▶ [Given task]:
Display each line of the data below that contains the word "fence". Case counts.

[Excerpts from a dataset on object pointing]
* * * * *

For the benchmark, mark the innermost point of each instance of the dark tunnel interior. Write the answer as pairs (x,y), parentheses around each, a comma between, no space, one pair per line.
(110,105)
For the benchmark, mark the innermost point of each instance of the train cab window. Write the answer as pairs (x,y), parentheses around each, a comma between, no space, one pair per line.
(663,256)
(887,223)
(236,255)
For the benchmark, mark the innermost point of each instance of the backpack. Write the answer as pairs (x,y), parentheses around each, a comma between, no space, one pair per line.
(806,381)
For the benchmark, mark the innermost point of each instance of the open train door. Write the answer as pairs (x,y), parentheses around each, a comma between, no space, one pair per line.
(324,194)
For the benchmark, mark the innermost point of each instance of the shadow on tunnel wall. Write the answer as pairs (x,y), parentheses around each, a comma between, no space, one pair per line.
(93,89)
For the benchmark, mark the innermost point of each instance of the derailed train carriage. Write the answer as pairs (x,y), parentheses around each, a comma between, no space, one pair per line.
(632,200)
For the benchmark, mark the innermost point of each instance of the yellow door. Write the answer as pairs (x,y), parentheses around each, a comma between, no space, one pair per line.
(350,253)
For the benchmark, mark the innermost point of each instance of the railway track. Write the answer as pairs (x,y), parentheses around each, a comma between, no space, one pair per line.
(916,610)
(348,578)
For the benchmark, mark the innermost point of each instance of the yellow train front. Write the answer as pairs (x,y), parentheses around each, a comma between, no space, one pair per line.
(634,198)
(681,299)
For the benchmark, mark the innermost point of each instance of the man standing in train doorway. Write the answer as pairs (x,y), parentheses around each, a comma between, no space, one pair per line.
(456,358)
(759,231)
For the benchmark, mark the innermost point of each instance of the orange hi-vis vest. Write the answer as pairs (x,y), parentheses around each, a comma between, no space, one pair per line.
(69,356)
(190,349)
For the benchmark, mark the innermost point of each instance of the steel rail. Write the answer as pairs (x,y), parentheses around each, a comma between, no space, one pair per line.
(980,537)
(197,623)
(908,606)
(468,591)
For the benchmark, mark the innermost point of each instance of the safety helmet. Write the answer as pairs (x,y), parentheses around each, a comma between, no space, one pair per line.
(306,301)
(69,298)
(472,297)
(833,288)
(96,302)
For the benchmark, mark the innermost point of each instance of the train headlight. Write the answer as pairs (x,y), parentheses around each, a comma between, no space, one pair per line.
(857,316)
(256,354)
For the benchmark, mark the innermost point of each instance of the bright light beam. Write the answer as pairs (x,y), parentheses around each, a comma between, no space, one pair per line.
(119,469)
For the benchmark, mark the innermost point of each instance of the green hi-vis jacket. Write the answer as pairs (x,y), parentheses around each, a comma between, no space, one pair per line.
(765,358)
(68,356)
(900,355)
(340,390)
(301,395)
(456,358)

* * * * *

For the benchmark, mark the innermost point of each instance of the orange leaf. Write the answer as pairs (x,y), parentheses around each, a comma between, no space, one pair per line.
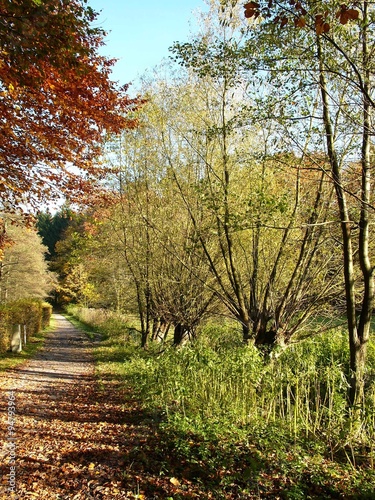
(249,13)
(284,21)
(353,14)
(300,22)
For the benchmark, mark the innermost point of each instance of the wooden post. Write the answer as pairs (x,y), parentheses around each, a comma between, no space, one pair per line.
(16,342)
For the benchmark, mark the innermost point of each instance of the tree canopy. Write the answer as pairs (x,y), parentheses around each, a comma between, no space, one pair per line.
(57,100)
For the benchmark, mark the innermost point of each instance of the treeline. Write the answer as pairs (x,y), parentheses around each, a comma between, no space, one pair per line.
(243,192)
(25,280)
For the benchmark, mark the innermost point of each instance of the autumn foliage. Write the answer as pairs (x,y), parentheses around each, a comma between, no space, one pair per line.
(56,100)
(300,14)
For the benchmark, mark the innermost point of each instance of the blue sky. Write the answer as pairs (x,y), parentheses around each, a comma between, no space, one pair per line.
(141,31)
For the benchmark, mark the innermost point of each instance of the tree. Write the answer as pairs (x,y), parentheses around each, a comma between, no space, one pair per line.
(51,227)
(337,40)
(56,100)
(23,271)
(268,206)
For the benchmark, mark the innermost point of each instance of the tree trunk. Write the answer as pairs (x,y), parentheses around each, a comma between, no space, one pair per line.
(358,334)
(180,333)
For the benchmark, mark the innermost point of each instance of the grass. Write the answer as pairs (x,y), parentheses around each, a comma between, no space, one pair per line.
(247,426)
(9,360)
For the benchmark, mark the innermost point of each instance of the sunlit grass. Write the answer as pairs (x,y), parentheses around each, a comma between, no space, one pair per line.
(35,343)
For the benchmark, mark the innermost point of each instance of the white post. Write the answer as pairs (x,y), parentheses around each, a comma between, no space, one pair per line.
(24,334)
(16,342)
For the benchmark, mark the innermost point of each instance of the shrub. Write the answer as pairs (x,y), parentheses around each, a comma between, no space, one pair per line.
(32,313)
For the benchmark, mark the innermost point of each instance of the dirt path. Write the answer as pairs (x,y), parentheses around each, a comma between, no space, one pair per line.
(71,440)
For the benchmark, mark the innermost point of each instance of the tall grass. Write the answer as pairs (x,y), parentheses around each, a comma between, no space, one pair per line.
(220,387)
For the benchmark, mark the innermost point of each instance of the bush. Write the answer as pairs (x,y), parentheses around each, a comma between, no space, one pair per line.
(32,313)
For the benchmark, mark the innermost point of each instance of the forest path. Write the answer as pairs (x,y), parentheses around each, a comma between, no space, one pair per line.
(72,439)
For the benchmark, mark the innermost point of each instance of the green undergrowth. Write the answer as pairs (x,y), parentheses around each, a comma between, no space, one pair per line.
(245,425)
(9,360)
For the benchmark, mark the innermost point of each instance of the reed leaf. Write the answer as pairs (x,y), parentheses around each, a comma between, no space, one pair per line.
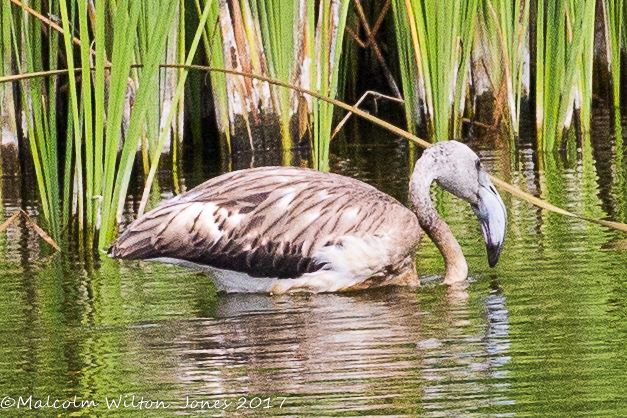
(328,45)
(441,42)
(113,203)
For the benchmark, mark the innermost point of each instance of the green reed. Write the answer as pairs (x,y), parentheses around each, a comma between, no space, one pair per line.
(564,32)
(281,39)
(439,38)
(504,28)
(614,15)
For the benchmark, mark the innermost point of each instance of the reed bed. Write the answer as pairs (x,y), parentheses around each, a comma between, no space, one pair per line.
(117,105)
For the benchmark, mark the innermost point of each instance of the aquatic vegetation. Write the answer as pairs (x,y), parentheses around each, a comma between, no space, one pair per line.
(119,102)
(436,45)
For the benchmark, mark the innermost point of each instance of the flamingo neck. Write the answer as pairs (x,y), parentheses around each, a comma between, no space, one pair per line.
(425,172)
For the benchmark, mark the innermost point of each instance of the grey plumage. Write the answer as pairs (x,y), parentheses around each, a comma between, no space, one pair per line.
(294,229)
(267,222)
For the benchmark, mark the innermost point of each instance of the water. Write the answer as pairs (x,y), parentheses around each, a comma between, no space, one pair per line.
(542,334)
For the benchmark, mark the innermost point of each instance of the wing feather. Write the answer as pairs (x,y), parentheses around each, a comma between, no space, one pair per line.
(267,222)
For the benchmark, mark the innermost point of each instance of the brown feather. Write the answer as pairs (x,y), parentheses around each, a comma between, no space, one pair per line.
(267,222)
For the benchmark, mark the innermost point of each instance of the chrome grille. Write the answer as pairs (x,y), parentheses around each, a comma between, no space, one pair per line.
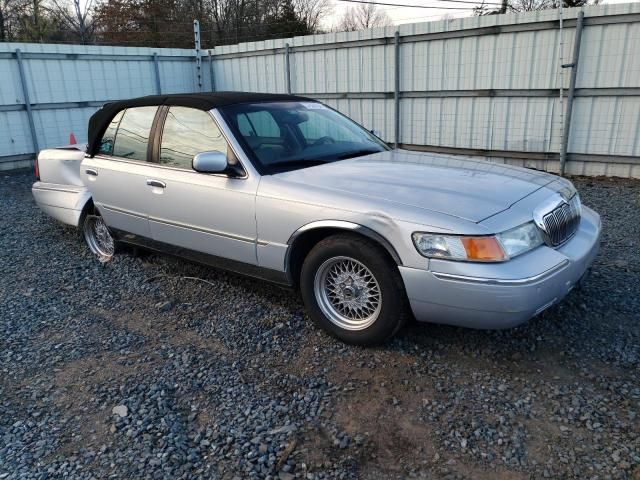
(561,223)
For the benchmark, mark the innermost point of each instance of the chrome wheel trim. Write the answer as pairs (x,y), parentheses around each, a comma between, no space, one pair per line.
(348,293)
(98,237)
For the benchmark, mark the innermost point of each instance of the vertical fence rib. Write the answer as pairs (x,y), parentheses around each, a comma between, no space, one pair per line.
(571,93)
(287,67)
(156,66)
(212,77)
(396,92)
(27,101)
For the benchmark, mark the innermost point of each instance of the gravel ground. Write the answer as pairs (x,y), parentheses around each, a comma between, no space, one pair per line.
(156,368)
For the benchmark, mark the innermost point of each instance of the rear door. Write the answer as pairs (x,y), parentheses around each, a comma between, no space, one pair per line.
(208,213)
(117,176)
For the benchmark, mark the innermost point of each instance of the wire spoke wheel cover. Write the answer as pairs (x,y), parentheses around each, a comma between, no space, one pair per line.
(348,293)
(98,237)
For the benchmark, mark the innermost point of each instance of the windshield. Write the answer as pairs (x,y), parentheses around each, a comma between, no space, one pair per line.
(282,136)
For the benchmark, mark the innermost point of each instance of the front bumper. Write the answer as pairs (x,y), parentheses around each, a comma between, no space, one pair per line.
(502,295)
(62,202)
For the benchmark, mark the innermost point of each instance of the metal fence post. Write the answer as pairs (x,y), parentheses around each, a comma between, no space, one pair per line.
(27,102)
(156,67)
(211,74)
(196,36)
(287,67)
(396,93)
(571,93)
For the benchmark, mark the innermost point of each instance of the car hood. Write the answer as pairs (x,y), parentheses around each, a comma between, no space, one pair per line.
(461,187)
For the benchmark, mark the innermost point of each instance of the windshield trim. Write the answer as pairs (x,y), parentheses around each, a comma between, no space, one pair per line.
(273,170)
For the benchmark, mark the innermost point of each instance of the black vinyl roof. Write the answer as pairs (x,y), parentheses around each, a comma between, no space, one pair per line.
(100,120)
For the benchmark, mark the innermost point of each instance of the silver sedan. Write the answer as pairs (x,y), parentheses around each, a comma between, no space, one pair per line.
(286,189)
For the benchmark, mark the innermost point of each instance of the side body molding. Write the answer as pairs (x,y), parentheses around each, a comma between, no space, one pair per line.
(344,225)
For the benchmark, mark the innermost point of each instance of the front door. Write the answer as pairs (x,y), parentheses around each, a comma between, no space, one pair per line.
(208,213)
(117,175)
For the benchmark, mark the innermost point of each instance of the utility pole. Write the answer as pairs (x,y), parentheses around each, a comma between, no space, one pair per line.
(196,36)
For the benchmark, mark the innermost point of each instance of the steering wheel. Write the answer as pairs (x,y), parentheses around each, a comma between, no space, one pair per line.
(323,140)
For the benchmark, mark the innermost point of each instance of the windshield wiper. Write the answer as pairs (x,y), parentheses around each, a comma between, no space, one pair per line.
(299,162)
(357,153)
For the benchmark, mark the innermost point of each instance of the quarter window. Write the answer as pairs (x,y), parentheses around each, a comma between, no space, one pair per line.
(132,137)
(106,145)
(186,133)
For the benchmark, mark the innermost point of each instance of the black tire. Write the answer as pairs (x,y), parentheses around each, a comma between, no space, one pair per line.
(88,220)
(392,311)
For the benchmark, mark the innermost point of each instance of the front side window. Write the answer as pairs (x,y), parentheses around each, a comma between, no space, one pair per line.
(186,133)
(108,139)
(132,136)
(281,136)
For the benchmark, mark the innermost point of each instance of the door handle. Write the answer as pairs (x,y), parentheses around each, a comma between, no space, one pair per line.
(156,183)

* * * * *

▶ [Result of the exercise]:
For the benchmark, mark the innermost point of each instance of the vertical fence rib. Write the answer as pairs (x,y), parentheses around each, a comma between, no space, one pair per line.
For the benchmark, mark the innermost point of each instance of the metal fence post. Write the answer as pairs (x,y), parentheses around each, a comma between, no space, one pair per line.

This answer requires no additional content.